Source data:
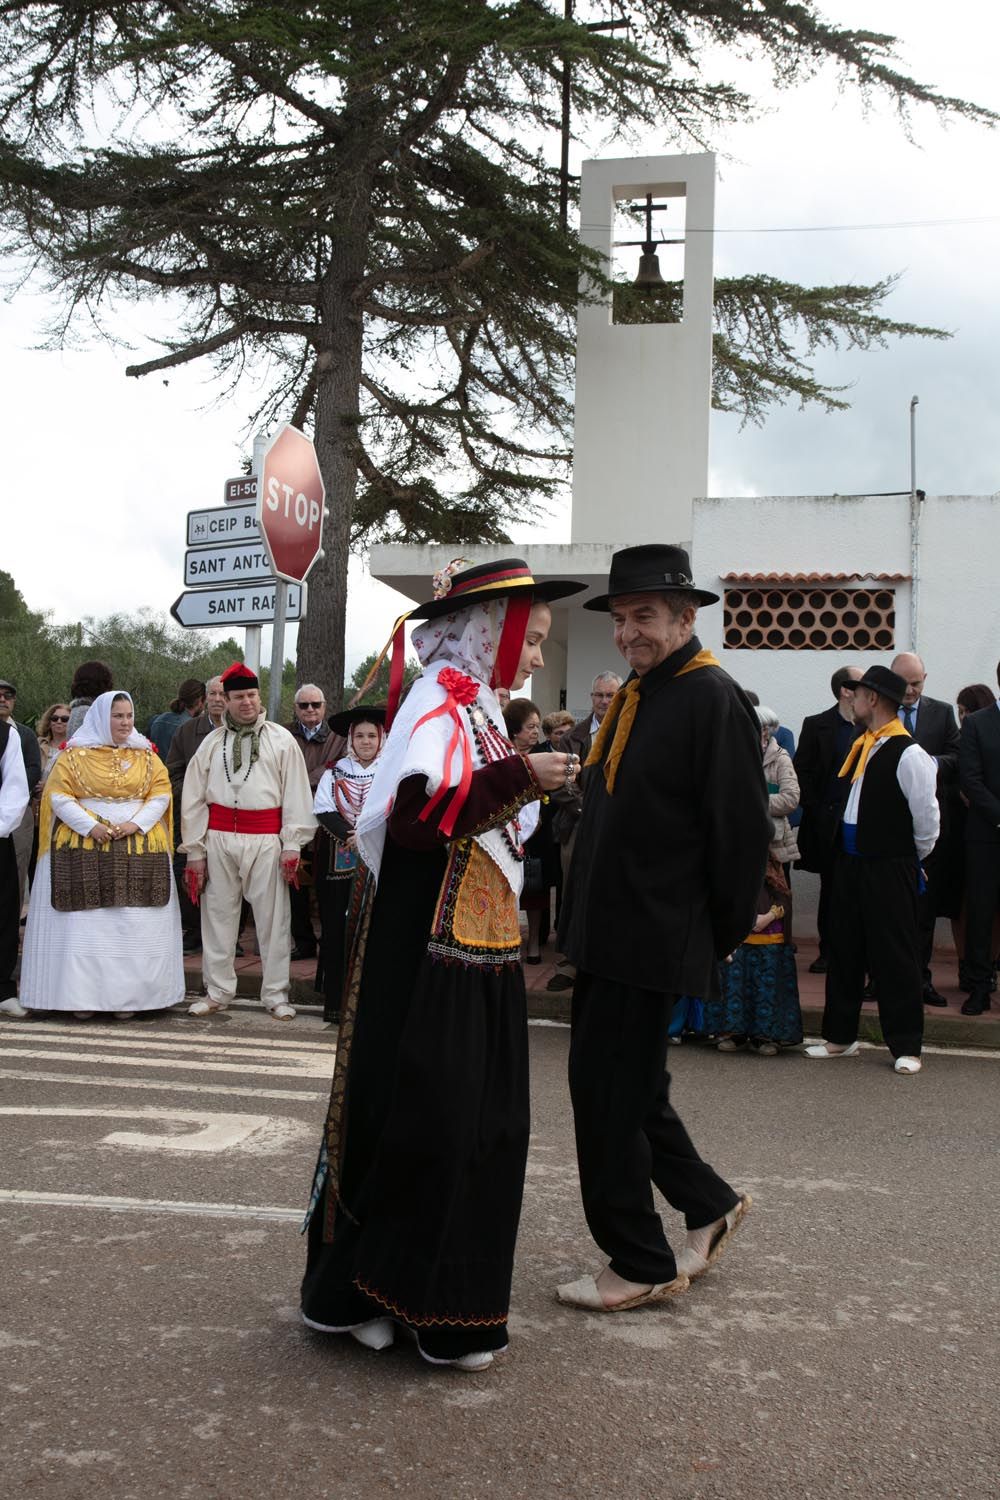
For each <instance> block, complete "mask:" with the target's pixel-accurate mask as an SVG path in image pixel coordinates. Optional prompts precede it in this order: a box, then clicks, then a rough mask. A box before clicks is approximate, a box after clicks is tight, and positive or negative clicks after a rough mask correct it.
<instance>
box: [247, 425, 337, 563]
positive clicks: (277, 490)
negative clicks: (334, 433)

...

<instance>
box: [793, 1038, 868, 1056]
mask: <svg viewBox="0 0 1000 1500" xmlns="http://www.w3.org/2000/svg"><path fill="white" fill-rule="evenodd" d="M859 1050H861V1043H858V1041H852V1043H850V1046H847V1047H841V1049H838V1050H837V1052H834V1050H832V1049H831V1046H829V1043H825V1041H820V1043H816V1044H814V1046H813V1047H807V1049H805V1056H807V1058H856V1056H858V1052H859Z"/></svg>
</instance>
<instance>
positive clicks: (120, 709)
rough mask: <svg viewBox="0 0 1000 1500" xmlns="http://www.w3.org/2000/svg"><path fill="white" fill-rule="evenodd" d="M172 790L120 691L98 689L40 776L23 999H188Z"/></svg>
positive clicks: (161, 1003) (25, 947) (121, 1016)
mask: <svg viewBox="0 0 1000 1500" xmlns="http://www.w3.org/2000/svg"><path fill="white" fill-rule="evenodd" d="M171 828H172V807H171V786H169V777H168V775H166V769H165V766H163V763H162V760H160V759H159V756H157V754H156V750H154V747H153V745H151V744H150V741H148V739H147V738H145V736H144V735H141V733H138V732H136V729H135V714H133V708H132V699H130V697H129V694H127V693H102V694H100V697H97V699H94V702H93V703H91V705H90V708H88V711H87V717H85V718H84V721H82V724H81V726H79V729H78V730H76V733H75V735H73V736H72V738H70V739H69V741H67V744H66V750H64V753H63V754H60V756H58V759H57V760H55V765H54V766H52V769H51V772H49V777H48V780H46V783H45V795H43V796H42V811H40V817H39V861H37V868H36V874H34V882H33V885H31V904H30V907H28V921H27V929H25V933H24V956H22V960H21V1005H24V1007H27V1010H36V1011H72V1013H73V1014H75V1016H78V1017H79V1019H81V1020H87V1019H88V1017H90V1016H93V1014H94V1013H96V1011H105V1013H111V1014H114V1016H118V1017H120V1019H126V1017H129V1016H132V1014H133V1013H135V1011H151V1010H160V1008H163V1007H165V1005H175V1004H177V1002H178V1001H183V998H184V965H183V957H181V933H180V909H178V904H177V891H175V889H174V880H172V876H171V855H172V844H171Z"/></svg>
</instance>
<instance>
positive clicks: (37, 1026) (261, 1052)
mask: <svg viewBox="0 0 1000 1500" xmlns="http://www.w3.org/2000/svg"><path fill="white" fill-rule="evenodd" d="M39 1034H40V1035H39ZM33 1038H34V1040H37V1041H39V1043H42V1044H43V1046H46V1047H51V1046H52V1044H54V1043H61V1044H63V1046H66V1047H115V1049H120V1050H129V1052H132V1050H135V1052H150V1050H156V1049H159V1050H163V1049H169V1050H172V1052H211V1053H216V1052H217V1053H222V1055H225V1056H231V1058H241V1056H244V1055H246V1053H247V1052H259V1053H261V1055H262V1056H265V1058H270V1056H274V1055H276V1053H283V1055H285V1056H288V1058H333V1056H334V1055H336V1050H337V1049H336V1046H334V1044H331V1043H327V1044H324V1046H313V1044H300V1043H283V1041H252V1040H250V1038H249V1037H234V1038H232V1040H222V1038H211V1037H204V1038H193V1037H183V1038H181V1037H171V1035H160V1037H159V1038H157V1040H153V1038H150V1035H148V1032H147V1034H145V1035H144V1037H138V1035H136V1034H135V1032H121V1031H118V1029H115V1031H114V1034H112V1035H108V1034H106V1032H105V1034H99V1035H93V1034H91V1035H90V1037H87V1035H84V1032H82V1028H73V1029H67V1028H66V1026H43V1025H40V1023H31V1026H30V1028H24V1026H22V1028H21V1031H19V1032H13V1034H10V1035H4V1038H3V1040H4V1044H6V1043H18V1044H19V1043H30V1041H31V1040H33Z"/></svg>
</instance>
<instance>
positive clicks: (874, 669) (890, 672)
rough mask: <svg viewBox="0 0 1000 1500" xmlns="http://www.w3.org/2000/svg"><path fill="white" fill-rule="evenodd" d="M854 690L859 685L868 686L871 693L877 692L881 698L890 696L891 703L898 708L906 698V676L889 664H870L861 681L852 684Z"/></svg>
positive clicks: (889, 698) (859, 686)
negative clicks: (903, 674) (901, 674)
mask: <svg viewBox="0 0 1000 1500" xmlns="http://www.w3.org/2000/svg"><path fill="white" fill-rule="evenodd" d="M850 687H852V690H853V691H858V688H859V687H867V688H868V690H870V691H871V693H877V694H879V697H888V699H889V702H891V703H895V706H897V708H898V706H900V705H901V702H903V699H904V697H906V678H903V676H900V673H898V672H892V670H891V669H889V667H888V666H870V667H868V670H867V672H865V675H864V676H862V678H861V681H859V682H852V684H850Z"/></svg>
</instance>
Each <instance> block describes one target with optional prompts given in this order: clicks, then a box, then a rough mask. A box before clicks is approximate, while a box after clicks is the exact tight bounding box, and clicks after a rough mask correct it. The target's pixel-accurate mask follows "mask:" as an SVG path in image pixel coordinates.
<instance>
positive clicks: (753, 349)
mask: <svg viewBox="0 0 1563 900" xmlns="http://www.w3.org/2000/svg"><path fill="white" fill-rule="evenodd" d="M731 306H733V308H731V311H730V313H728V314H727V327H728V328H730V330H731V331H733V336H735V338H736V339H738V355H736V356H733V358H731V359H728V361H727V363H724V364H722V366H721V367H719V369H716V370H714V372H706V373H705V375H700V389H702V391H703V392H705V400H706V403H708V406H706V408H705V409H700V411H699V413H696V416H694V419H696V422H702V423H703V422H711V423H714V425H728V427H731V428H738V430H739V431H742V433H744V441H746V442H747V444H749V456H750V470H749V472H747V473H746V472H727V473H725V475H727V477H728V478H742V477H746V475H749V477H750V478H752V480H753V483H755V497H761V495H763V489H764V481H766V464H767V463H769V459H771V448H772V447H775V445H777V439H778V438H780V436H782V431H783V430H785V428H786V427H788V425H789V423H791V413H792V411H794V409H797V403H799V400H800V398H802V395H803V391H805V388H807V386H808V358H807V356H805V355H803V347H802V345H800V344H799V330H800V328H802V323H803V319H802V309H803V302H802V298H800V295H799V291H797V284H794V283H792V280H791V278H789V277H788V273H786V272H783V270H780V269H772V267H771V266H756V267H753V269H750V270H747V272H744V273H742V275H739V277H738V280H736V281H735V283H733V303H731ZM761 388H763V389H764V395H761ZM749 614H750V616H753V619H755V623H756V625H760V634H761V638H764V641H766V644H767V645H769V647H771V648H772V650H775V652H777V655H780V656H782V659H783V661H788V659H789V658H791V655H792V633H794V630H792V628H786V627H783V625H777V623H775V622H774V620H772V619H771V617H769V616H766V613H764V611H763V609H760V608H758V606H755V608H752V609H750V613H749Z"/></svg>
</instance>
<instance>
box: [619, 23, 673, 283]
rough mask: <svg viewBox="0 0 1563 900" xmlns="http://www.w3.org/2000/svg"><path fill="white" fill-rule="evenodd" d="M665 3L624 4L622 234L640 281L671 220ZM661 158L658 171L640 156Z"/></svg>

Problem to solve:
Show each line in the rows above that contains the string "negative", treating uppercase and lowercase as different.

Exercise response:
For each <instance> block, complete "mask:" with the target's pixel-accurate mask as an SVG path in image pixel coordinates. Optional prompts precede it in this order: a box, then clicks, then a rough mask. A box before clicks is approximate, a box after clicks is tight, and positive or negative clicks after a rough mask correct it.
negative clicks: (334, 433)
negative clicks: (903, 674) (901, 674)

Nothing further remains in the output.